Location identification rows:

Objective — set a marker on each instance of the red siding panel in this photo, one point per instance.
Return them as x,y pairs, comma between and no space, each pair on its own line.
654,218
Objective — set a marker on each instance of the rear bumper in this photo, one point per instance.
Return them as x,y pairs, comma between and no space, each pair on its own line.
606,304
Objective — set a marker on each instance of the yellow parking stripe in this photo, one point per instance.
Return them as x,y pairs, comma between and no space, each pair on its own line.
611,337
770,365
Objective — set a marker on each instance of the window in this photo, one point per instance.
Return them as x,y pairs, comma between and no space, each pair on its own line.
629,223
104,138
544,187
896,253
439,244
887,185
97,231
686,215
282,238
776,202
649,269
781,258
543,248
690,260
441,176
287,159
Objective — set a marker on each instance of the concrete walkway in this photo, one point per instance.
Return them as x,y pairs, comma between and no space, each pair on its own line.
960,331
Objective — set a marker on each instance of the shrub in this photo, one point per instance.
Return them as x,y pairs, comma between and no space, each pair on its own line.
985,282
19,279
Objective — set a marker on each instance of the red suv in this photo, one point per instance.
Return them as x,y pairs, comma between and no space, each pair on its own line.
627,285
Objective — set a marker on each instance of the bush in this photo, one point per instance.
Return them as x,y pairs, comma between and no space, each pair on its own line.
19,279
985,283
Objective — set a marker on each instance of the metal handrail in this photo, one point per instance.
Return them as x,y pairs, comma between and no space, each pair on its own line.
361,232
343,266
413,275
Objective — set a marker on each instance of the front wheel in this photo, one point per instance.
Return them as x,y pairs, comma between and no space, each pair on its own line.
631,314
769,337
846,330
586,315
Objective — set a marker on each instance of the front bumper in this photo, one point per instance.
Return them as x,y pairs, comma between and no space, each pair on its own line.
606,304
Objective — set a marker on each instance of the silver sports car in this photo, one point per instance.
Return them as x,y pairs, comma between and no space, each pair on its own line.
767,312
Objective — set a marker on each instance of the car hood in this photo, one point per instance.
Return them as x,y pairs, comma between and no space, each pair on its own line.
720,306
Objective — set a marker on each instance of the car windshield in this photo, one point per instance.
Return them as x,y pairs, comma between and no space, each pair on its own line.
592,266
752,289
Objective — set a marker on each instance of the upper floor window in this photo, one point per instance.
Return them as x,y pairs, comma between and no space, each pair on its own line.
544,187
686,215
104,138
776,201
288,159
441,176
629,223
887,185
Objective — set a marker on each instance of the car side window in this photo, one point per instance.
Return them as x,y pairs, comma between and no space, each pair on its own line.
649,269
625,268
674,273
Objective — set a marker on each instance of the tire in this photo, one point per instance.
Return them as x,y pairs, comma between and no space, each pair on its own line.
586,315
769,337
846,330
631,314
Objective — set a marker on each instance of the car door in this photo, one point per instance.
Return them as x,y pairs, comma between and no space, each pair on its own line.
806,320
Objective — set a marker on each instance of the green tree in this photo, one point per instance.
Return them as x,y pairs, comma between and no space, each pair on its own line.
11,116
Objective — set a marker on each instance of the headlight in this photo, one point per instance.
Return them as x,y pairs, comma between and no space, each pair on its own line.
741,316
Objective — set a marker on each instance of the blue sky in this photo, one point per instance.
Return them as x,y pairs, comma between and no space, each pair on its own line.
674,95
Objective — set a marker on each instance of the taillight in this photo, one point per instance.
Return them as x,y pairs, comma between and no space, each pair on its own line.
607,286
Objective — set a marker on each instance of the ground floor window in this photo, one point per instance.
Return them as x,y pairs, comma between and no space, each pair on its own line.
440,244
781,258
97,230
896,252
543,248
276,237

What to work on: Please pull out every row above and reproduce each one word for word.

Task result:
Objective — set a marker on each instance of the red siding panel in this photo, one point per instance.
Return them as x,y pairs, comma between and no space, each pair on its own line.
654,218
Objective — set a marker on each instance of the rear bumper in this photo, one point per instance.
Return them as x,y pairs, comma between and no space, each pair on its own line.
606,304
Objective — set a marker on each instance of the yellow parking stripe in this photo, one point per instance.
Return them as x,y pairs, comma between and no space, each pair on its own line.
611,337
770,365
Objective — set a marker on each instance of the window in this photo, one point per instance.
Return them as x,y pairs, comma between and no space, each pair on its own line.
629,223
104,138
544,187
896,253
439,244
887,185
97,231
686,215
282,238
776,202
649,269
781,258
543,248
690,260
441,176
287,159
Objective — set a marker on each instance of the concrete walkway in this photo, one point per instance.
Return them as x,y pairs, comma between and no space, each pair on its own line.
960,331
Objective — set a marker on each instance of the shrub in this photo, one point per instance.
Return them as x,y pairs, comma between and no space, each pair on its own line.
985,282
19,279
Objective — set a marker on each instance of the red suv in this photo, one point per instance.
Return them as x,y pairs, comma between and no space, each pair on its own line.
627,285
Objective — set a marker on each instance of the bush in this photo, one point per instance.
Return them as x,y pairs, comma between and no space, each pair on its own line.
19,279
985,283
Objective — set a marker on each instance of the metal handrail in this photo, one point per instance.
Return them as x,y pairs, comma between and no space, each pair on its own line.
361,232
343,266
413,275
Objective — set a marker on each instance of the front wheel in this photo, one point per instance.
Return them as x,y pairs, comma between and no space, each pair on its own line.
631,314
769,337
846,330
586,315
Objective — set a marker on each instance of the front bumper in this photo, one point per instance.
Return them as x,y pairs, comma between and no space, each pair on its own line.
606,304
Objective — set a marker on each instance of the silver sports car in this photo, one point per instance.
Return them as x,y pairs, comma between and no space, each pair on its own line.
767,312
Objective — set a marker on each instance of the car hood in this photo, one point per instance.
Return them as x,y pairs, comma between and no space, each pair on its own line.
720,306
Objective — set a marker on each instance of the car windshield in this photo, one point per instance.
Return them as x,y pairs, comma between and no space, each pair on its own line.
592,266
752,289
Objective — set a marker on each instance of the upper floor window in this photo, one point per instance.
Return them as x,y pairs, comma between and no space, each pair on its own line.
544,187
686,215
104,138
776,201
288,159
441,176
629,223
887,185
Objective — set a marker on each instance of the car side window in this photo, one point per instance.
Return them as x,y pairs, comma between and no space, each pair on its own line.
649,269
625,268
674,273
Objective — set a marker on each instance of the tire in this photo, one point per instance.
Return them as x,y pairs, comma between and no space, each pair on its own line.
586,315
769,337
846,330
631,314
Objective — set a marker on each instance of the car door in this photo, one point per instance.
Return them as x,y pairs, comma between and no space, each pair on its own line.
806,320
Objective — set a marker on each instance of the green tree in this photo, one point per instance.
Return them as x,y pairs, comma between and no space, each pair on its own line.
11,116
Objective — set a marker on each instance of the headlight in this photo, one point per instance.
Return them as x,y pairs, comma between and no space, each pair on its own line.
741,316
Objective — set a marker on each instance of the blue sky in this photo, one point per instance.
Return them as x,y pairs, comma between and no space, each pair on its own line.
674,95
Objective — set a marker on each instance of the taillight in this photo, one point per instance.
Return them as x,y pairs, comma between and no space, each pair on its own line.
607,286
Objective — set a marker on each instance of the ground floor window in this photo, one point per instance.
Return them as x,y pairs, comma between and no space, each pair on its own line.
440,244
781,258
97,230
896,252
543,248
276,237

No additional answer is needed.